* _Listed entries_:

###

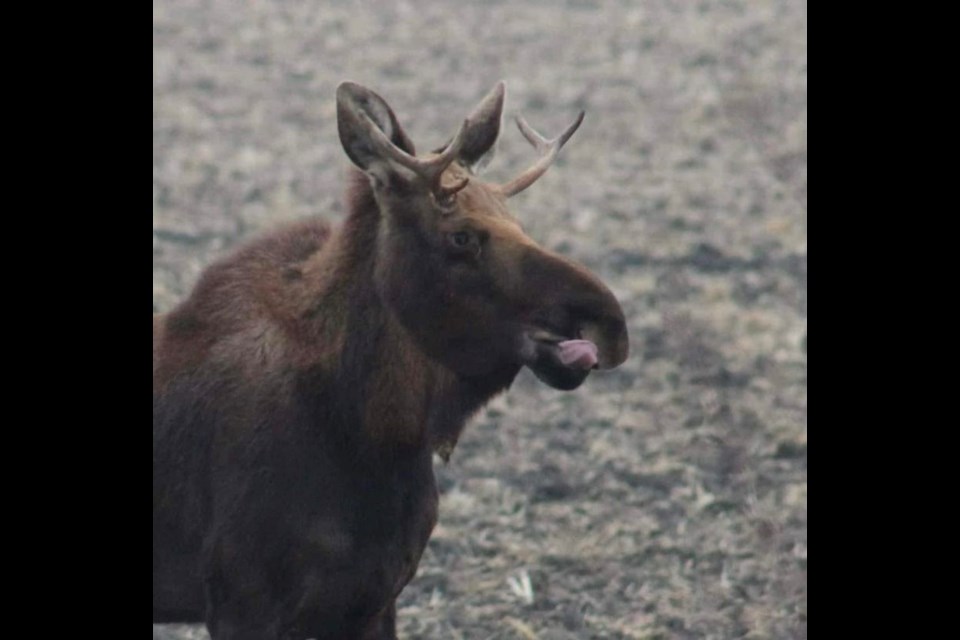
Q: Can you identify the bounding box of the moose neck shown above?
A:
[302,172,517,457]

###

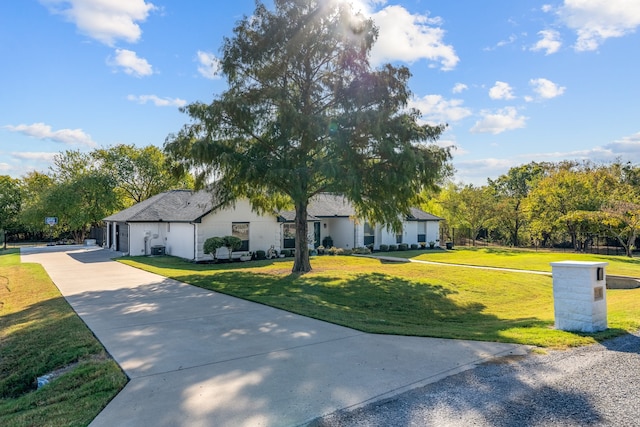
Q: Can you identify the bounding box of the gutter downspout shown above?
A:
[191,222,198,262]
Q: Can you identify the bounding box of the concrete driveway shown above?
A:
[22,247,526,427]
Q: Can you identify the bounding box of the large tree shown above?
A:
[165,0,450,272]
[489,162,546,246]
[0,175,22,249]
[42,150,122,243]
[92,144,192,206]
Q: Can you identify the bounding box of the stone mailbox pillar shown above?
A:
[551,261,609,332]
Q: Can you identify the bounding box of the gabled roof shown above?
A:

###

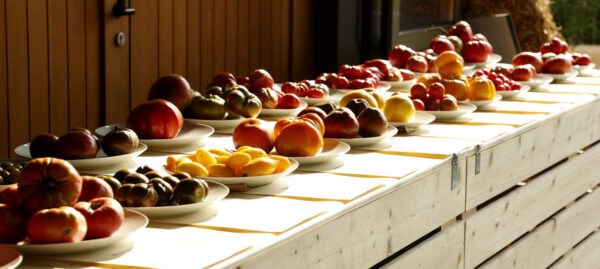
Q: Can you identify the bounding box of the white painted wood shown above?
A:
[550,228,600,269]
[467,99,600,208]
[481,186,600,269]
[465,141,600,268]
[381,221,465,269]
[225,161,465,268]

###

Lay out as a numbered list the lines of the records starting at the one that contains "Q: Can you identify the bounding box of the large" and ending at the one that contains "[551,261,609,332]", both included, leaving out any blank lines.

1. Q: Can you identify the bounding box of the large tree shown above?
2. A:
3. [165,0,450,272]
4. [489,162,546,246]
5. [0,175,22,249]
6. [42,150,122,243]
7. [92,144,192,206]
8. Q: Can you identify the bounding box of the stone mailbox pillar shown above?
9. A:
10. [551,261,609,332]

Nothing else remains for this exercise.